→ Quoted text
The set covers the full breadth of American immigration history in 525 alphabetically arranged and easy-to-understand articles. Designed for and written to be understood by high school students and college undergraduates, ""Encyclopedia of American Immigration"" offers a clear and innovative approach to immigration history that can also be used by advanced students and scholars. The goal of the set is to address all questions about immigration that students might reasonably be expected to ask: Where immigrants have come from and why; how they have adapted to their new homeland; how they have contributed to American culture and society; how government policies toward them have changed; practical issues of legal and social integration; and how American immigration history has fit into worldwide migration patterns. One-third of the essays are overviews covering broad issues ranging from accent discrimination to AIDS, world migration patterns, and xenophobia. The next large category of essays might be considered the set's core: 70 articles on specific ethnic and national immigrant groups. Each of these essays outlines its group's immigration history, emphasizing what has made each group unique. Other important essays cover events, laws and treaties, organizations and institutions, and Supreme Court rulings on immigration. In addition, every state in the union has its own essay, averaging nearly 1,000 words in length, along with a table summarizing demographic data. Ten cities with particularly large immigrant populations are also subjects of essays. Lastly, the set has articles on 45 individual persons, most of whom were post-independence-era immigrants who had a significant impact on the United States. These range from U.S. secretary of state Madeleine Albright, who came from Czechoslovakia, and the Dominican-born writer Julia Alvarez to Arnold Schwarzenegger, the Austrian bodybuilder and actor who became governor of California. All these essays focus on the experiences of their subjects as immigrants. ""Encyclopedia of American Immigration"" is organized and formatted to be student friendly. Essays are arranged alphabetically under the headwords students are most likely to seek, and finding aids are offered in the form of textual cross-references (e.g., ""McCarran-Walter Act. See Immigration and Nationality Act of 1952""), ""See also"" cross-references at the end of each essay, a category list in volume 3, and a complete list of contents in every volume.

[Object location annotation data]
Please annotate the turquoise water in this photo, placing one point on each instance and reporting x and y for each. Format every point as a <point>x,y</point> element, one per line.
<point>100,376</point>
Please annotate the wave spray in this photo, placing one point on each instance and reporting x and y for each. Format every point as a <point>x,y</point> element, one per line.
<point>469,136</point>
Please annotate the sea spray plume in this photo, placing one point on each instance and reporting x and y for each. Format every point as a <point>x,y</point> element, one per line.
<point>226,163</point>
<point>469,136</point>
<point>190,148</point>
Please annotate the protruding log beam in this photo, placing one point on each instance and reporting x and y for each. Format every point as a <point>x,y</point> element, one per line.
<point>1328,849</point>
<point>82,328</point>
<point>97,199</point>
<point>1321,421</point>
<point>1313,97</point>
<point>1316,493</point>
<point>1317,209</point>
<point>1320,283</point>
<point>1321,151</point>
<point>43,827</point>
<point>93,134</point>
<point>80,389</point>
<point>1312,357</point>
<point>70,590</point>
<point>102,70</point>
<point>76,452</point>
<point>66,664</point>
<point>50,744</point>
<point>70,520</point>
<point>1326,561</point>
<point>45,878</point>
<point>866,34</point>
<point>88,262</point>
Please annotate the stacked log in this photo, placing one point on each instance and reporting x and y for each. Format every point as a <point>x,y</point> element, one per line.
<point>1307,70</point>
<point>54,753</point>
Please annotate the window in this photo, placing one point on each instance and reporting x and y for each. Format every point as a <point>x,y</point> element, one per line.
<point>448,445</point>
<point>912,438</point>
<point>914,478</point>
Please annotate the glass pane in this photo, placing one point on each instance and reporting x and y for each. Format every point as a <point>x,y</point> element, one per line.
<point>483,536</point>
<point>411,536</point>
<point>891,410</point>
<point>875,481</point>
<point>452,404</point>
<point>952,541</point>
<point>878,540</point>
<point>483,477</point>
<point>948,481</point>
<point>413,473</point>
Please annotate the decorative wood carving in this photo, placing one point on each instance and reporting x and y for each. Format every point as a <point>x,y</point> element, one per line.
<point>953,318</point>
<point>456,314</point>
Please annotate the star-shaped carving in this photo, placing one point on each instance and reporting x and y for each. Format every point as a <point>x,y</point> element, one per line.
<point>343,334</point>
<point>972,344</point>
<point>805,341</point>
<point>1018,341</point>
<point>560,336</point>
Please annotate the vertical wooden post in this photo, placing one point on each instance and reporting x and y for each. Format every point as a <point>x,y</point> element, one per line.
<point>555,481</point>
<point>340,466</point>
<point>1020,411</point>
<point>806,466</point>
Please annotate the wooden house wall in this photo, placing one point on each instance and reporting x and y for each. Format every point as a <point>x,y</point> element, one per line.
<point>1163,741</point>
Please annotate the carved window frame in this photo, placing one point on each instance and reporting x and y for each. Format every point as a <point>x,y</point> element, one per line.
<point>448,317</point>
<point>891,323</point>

→ Tasks
(1) List the finding aids that the encyclopedia description says the set offers.
(2) Write the next part of the encyclopedia description, picking up after its final sentence.

→ Responses to the exercise
(1)
- Textual cross-references
- "See also" cross-references at the end of each essay
- A category list in volume 3
- A complete list of the set's essays in every volume

(2)
Author Biography:

Carl L. Bankston III is associate professor of sociology at Tulane University and co-author of the prize-winning Growing Up American: How Vietnamese Children Adapt to Life in the United States, Stephen J. Caldas has been a public school teacher and worked as the psychometrician for the Louisiana Department of Education. He has authored or co-authored numerous articles on school achievement and is currently associate professor in the Department of Educational Foundations and Leadership at the University of Louisiana, Lafayette.
Release date Australia
April 30th, 2010
Audience
  • General (US: Trade)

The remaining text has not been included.